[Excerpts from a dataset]
※
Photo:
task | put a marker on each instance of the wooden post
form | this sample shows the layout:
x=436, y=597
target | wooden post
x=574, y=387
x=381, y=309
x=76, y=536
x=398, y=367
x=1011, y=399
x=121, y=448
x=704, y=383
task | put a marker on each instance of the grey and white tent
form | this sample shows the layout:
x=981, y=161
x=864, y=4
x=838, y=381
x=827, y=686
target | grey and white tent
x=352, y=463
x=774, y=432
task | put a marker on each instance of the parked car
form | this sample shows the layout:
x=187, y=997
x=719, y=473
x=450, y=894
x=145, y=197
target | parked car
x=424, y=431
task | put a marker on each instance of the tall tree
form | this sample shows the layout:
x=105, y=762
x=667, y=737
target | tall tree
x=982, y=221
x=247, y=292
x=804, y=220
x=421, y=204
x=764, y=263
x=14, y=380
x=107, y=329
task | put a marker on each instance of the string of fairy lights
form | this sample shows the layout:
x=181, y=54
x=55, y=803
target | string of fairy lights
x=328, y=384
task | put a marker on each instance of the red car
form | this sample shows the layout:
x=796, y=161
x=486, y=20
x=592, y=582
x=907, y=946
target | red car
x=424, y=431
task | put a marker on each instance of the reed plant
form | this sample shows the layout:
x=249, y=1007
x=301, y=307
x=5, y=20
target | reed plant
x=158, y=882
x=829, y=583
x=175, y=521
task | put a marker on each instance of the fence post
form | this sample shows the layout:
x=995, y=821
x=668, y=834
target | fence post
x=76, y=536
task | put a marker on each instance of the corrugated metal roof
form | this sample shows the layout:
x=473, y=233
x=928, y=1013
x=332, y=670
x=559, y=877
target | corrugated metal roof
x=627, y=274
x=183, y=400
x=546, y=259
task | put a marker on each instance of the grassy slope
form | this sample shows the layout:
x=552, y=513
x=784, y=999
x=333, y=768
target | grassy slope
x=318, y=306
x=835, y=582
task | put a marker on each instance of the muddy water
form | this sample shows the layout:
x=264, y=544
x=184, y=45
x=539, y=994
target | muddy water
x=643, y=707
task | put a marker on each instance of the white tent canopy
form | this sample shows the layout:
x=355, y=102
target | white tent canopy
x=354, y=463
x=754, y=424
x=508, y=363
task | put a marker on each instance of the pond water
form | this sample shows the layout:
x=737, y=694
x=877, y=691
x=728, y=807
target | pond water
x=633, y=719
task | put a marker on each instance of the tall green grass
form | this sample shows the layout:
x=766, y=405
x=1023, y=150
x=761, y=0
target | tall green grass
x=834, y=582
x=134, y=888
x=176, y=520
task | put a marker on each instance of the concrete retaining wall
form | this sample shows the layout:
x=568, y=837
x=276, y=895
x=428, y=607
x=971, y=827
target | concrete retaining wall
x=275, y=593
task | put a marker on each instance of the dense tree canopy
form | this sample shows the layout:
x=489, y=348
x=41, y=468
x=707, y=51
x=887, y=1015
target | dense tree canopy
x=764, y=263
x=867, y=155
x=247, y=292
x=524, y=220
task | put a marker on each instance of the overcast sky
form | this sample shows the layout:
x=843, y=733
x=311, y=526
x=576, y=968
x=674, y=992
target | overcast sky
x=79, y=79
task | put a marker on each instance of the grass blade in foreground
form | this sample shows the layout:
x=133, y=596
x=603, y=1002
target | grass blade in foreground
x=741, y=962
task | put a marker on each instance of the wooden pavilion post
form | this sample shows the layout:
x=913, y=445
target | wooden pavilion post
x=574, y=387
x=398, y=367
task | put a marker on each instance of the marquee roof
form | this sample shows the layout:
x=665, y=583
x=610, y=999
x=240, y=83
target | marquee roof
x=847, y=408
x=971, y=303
※
Reproduce the data in full, precisely as given.

Photo:
task | put a marker on each instance of the wooden post
form | this sample shows the layout:
x=436, y=597
target | wooden post
x=574, y=387
x=381, y=309
x=76, y=536
x=398, y=367
x=1011, y=399
x=121, y=448
x=704, y=383
task | put a marker on each instance of the grey and white tent
form | this sample shows the layout:
x=981, y=161
x=864, y=4
x=838, y=381
x=827, y=686
target | grey and white tent
x=352, y=463
x=774, y=432
task | put a marker on each instance of the parked car
form | this sample shows the layout:
x=187, y=997
x=719, y=473
x=450, y=894
x=145, y=197
target | parked car
x=424, y=431
task | put a marker on each instance of the tall tree
form | this sample shows the layout:
x=105, y=762
x=667, y=737
target | tall tree
x=982, y=221
x=247, y=292
x=804, y=220
x=421, y=204
x=764, y=263
x=14, y=380
x=107, y=329
task | put a marker on each instance of the string of fairy lights
form | this sample shows the layout:
x=181, y=54
x=55, y=803
target | string of fairy lights
x=328, y=384
task | put a marker on each instance of the red car
form | this sample shows the layout:
x=796, y=161
x=486, y=20
x=592, y=582
x=907, y=946
target | red car
x=424, y=431
task | put a marker on each instance of the reed plant
form | this sample shows the layout:
x=249, y=1007
x=301, y=307
x=5, y=20
target | reed plant
x=158, y=882
x=829, y=583
x=175, y=521
task | put a marker on each instance of the fence post
form | this sample shows the layout:
x=995, y=821
x=668, y=834
target | fence post
x=76, y=536
task | put a marker on each instance of the corrugated metal roof
form | this sample shows the layout:
x=473, y=233
x=928, y=1013
x=332, y=670
x=559, y=877
target | corrugated metal roof
x=627, y=274
x=183, y=400
x=546, y=259
task | put a marker on each instance of the grassy slope
form | this sample shows the layout:
x=552, y=513
x=784, y=999
x=333, y=768
target | grassy slope
x=318, y=306
x=835, y=582
task | put a marker on each instance of the muddy water
form | this sample shows the layout:
x=264, y=544
x=184, y=45
x=539, y=994
target | muddy water
x=643, y=707
task | put a marker on each instance of the white tent canopy
form | this sample shows the layout:
x=355, y=102
target | white tent canopy
x=354, y=463
x=754, y=424
x=508, y=363
task | put a marker on each instance of the pond water
form | this sample shows the layout:
x=737, y=694
x=877, y=691
x=728, y=807
target | pond water
x=633, y=719
task | put a marker on each instance of the tall green grass
form | this sample shows the layout:
x=766, y=405
x=1023, y=150
x=761, y=0
target | tall green grass
x=834, y=582
x=134, y=888
x=176, y=520
task | put a marker on each instance of the concrete retaining wall
form | this sample shows the layout:
x=568, y=837
x=276, y=895
x=428, y=607
x=971, y=827
target | concrete retaining wall
x=275, y=593
task | put a marker on each instance of the dense tree canopy
form | this sample shows the layout:
x=489, y=348
x=41, y=468
x=707, y=51
x=887, y=1015
target | dense tree canopy
x=764, y=263
x=867, y=155
x=247, y=292
x=524, y=220
task | put a marker on each instance of the overcast sky
form | this sample shows the layout:
x=843, y=733
x=311, y=526
x=576, y=968
x=674, y=992
target | overcast sky
x=79, y=79
task | put a marker on each instance of the grass blade in foreground
form | this sample shows the layout:
x=133, y=596
x=603, y=1002
target | grass blade in foreground
x=741, y=962
task | put a marker on each instance of the wooden pavilion post
form | this sample shows the layout:
x=913, y=445
target | wooden pavilion post
x=574, y=387
x=398, y=367
task | put a marker on each instance of the marquee roof
form | this sample shows the layout:
x=665, y=583
x=610, y=999
x=240, y=83
target | marquee roof
x=847, y=408
x=971, y=303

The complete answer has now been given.